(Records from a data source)
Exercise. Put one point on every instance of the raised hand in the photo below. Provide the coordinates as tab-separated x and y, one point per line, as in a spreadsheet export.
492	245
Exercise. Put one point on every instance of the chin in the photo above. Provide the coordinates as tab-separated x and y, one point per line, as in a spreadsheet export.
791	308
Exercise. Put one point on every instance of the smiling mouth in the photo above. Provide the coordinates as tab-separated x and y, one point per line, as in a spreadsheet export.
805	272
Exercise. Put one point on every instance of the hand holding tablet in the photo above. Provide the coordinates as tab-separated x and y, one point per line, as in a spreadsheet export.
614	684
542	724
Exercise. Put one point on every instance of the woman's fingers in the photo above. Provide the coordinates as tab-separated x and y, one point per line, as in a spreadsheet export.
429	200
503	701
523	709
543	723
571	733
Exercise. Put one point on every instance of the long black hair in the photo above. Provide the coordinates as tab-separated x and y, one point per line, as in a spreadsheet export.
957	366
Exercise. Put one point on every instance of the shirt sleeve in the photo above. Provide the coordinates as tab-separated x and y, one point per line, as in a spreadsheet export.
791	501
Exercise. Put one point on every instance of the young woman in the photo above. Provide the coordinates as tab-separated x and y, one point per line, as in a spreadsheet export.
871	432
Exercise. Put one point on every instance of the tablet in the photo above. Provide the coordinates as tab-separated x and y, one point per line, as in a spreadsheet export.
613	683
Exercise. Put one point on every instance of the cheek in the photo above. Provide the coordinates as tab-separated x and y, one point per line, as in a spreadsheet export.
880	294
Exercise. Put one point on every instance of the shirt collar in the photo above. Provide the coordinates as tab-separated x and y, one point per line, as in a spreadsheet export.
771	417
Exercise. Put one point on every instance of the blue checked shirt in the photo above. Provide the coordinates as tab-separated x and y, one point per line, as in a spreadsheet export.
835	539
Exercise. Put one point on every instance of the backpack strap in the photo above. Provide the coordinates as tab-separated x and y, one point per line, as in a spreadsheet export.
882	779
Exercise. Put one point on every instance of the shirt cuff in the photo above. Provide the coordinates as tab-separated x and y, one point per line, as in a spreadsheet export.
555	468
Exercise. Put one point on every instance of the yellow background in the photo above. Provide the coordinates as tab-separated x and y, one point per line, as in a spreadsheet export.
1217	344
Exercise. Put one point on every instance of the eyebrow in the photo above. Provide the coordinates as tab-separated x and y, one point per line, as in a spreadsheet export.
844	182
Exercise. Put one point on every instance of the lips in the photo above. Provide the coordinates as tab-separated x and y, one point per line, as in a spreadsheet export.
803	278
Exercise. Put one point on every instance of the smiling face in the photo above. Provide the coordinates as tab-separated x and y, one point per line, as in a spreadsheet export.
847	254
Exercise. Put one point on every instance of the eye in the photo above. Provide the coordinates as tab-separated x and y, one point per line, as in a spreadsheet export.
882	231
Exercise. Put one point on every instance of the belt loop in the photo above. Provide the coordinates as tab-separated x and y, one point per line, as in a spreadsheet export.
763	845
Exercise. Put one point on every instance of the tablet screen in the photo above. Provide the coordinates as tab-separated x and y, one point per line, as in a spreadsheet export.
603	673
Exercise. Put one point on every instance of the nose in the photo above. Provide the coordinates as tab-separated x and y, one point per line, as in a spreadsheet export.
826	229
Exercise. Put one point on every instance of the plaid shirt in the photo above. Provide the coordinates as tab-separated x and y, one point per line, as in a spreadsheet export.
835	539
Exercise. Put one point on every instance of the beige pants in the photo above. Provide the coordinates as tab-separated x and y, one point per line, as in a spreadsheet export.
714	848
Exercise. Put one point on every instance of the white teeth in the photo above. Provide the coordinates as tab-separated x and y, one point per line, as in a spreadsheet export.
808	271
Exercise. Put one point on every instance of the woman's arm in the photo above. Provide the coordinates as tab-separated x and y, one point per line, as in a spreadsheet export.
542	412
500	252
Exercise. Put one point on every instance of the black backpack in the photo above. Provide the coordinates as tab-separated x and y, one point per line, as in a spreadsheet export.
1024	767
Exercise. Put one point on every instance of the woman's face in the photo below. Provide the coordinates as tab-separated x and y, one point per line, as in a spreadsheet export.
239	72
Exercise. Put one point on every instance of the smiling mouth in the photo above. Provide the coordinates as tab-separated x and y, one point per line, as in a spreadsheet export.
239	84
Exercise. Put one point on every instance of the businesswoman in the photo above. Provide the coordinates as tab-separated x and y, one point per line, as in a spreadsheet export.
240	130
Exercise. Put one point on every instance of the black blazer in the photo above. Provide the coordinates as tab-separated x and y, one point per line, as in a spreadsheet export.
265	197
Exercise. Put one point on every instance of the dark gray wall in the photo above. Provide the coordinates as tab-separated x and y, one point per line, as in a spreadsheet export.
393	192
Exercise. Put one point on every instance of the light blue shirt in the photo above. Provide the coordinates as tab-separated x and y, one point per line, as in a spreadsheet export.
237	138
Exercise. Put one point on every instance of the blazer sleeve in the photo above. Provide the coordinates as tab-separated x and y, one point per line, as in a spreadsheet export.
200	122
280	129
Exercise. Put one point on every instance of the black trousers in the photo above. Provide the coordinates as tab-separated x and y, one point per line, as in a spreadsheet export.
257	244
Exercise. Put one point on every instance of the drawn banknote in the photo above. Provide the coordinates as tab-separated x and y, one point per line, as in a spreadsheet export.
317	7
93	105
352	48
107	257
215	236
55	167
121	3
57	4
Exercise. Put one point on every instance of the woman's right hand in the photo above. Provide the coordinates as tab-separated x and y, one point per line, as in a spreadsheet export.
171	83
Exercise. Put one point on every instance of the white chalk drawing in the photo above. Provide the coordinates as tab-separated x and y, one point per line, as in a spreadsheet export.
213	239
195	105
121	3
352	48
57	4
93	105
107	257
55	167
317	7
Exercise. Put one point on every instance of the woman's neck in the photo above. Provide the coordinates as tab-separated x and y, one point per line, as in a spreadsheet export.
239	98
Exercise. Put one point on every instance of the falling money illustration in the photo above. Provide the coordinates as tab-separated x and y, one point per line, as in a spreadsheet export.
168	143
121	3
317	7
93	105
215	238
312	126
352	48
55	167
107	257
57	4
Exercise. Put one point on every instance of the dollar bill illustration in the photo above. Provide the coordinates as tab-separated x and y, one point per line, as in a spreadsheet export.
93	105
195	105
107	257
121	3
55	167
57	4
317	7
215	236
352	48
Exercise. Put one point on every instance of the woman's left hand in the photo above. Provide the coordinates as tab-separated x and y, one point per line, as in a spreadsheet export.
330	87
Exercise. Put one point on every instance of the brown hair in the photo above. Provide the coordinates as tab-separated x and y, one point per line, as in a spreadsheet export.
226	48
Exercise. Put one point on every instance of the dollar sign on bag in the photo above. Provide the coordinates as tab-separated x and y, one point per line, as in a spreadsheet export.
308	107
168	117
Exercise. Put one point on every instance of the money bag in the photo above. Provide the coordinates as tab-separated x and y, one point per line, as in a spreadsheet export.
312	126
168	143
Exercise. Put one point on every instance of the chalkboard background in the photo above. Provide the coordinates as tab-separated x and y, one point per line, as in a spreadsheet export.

What the task requires: Would you reproduce every record above exactly as it appears?

Exercise response:
Exercise. Put one point on every instance of the raised hand in the photo below. Provide the coordinates as tab-separated x and y, one point per line, as in a spreadsheet export.
492	245
Exercise. Put one point on every instance of the chin in the photo above. Provide the coordinates as tab-separated x and y, one point per line, as in a spreadsheet export.
791	308
Exercise. Put one point on every instance of the smiling mouth in the photo above. Provide the coordinates as tab-separated x and y, one point per line, as in a spreadsheet export.
805	272
Exercise. Put one point on every instance of the hand holding tablet in the photo above. Provide the coordinates as tab-separated x and y, one point per line, as in a spreadsheet export.
614	684
542	724
Exercise. Put one point on every instance of the woman's fingers in the photo above. Provide the coordinates as tab-separated x and y, one point per line, as in a spreadsheet export.
429	200
503	701
523	709
543	723
571	733
Exercise. Put one point on every instance of the long black hair in the photo above. Provide the coordinates as tab-separated x and y, one point per line, as in a spreadsheet export.
957	366
Exercise. Put one point on every instance of the shirt sleeve in the photo above. Provide the coordinates as tab-separated x and y, one point per line, as in a spreadsheet export.
791	501
Exercise. Put one point on every instance of the young woman in the photo above. Provide the coordinates as tab-separated x and y, one point per line, as in a spreadsheet export.
871	432
Exercise. Put one point on every instance of the tablet in the photo above. Provide the coordinates as tab-separated x and y, one point per line, as in a spreadsheet export.
613	683
Exercise. Put one point on every instance of the cheek in the photo above. Provide the coordinates as tab-separated x and y, one point per line, as in a spreadsheet export.
880	294
Exercise. Put one point on every instance of the shirt collar in the photo above. Provide the coordinates as tab-separated x and y, one point per line, as in a spreadsheet export.
771	417
Exercise. Put one point on every instance of the blue checked shirt in the photo above. Provide the coordinates as tab-separated x and y, one point per line, as in a spreadsheet export.
835	539
Exercise. Put one point on every instance of the backpack strap in the photo above. Provide the coordinates as tab-separated x and y, one point per line, as in a spreadsheet export.
882	779
Exercise. Put one point on every instance of the shirt cuff in the photo above. Provide the coordinates as tab-separated x and y, one point per line, as in a spreadsheet export.
555	468
Exercise. Put one point on every instance of the yellow background in the photo above. Provide the coordinates as tab-separated x and y, one point per line, as in a spreadsheet export.
1217	344
Exercise. Put one point on every instance of the eyebrow in the photo above. Provide the coordinates as tab-separated x and y, one point per line, as in a spreadsheet export.
844	182
Exercise. Put one point on every instance of the lips in the photo above. Provide the coordinates as tab-separated x and y, one point per line, as in a spreadsheet export.
803	278
Exercise. Put one point on every instance of the smiling face in the photo above. Provide the coordinates as tab-separated x and y, one point per line, as in a spreadsheet export.
847	254
Exercise. Put one point on every instance of the eye in the photo above. Provide the coordinates as tab-separated x and y, one point per line, as in a spreadsheet export.
882	231
Exercise. Put one point on every instance of the belt loop in the photo above. Provide the coordinates as tab-separated x and y, one point per line, as in a spreadsheet export.
763	845
Exercise. Put one point on every instance of the tablet screen in the photo above. Provide the coordinates as tab-separated x and y, one point per line, as in a spreadsheet export.
603	673
Exercise. Put one point on every instance of the nose in the photo above. Provide the coordinates as tab-separated x and y, one point per line, as in a spreadsheet export.
826	229
Exercise. Put one point on every instance of the plaid shirt in the photo above. Provide the coordinates as tab-separated x and y, one point per line, as in a spreadsheet export.
835	539
Exercise. Put one point on every instance of the beige pants in the photo above. Provide the coordinates as tab-separated x and y, one point per line, as in a spreadsheet export.
714	848
Exercise. Put one point on every instance of the white teeth in the photo above. Provide the coordinates as tab-separated x and y, one point per line, as in a spreadsheet export.
808	271
Exercise. Put one point on every instance of the woman's arm in the photo above. Provide the coordinates as tab-separated x and y, one point per line, as in a spreadsheet export.
542	412
500	252
Exercise. Put one point on every instance of the black backpack in the photo above. Provide the coordinates as tab-separated x and y, one point per line, as in a spreadsheet export.
1024	767
Exercise. Put one point on every instance of the woman's face in the photo below. Provide the coordinates as tab-separated x and y, one point per line, as in a spreadsheet export.
239	72
Exercise. Put one point on every instance of the smiling mouth in the photo above. Provide the coordinates as tab-separated x and y, one point per line, as in a spreadsheet export.
239	84
Exercise. Put one point on every instance of the businesswoman in the photo above. Provide the coordinates as tab-separated x and y, one point per line, as in a spreadsheet export.
240	130
Exercise. Put one point on every instance of the black blazer in the photo above. Provide the coordinates as tab-separated x and y, one point per line, as in a spreadsheet export.
265	197
Exercise. Put one point on every instance of the dark gray wall in the photo above. Provide the coordinates as tab-separated x and y, one point per line, as in a spreadsheet export.
393	192
Exercise. Put one point on every instance of the light blue shirt in the photo above. Provide the coordinates as tab-separated x and y, one point per line, as in a spreadsheet export.
237	138
Exercise. Put one point on every instance of the blazer sleeve in the photo above. Provide the coordinates as tab-separated x and y, one point per line, as in a spreadsheet export.
200	122
280	129
Exercise. Put one point on every instance of the black trousers in the photo above. Provide the coordinates as tab-separated x and y, one point per line, as in a spreadsheet export.
257	244
Exercise. Put one point on every instance of the drawn banknote in the photo above. Provide the coordinates as tab-separated x and y, one point per line, as in a spreadsheet export.
317	7
93	105
352	48
107	257
215	236
55	167
121	3
57	4
Exercise. Put one point on every instance of the woman's right hand in the photo above. Provide the coordinates as tab-separated x and y, one point per line, as in a spreadsheet export.
171	83
Exercise. Put one point on every instance of the white chalk drawing in the photo above. Provide the coordinates as tab-separated x and y, one point per line, as in a spreadsheet export.
213	239
195	105
121	3
352	48
57	4
93	105
107	257
55	167
317	7
Exercise. Put one point on every instance of the woman's neck in the photo above. Provide the coordinates as tab-separated x and y, one point per line, as in a spreadsheet export.
239	98
Exercise. Put one point on every instance of the falling money illustration in the photo above. Provide the coordinates as tab-separated x and y, one point per line, as in a spreadsheet export.
168	143
121	3
317	7
93	105
215	238
312	126
352	48
55	167
107	257
57	4
Exercise. Put one point on every instance of the dollar bill illustration in the photo above. Provide the coordinates as tab-separated x and y, one point per line, as in a spreadsheet export.
93	105
195	105
107	257
121	3
55	167
57	4
317	7
215	236
352	48
Exercise. Put one point on every instance of the woman's left hand in the photo above. Provide the coordinates as tab-separated x and y, one point per line, as in a spreadsheet export.
330	87
Exercise. Put one point on every instance of the brown hair in the photo above. Provide the coordinates as tab-separated x and y, one point per line, as in a spreadsheet export.
226	48
Exercise. Put one point on every instance of the dollar sign on bag in the photo above. Provide the coordinates as tab-separated x and y, one point per line, as in a spreadsheet export.
308	107
168	117
Exercise. Put one point on every instance of the money bag in the photo above. Provide the coordinates as tab-separated x and y, one point per line, as in a spreadsheet export.
312	126
168	143
Exercise. Put one point on every instance of the chalkboard background in the photo above. Provide the coordinates as tab-separated x and y, one point per line, as in a spreadsheet export.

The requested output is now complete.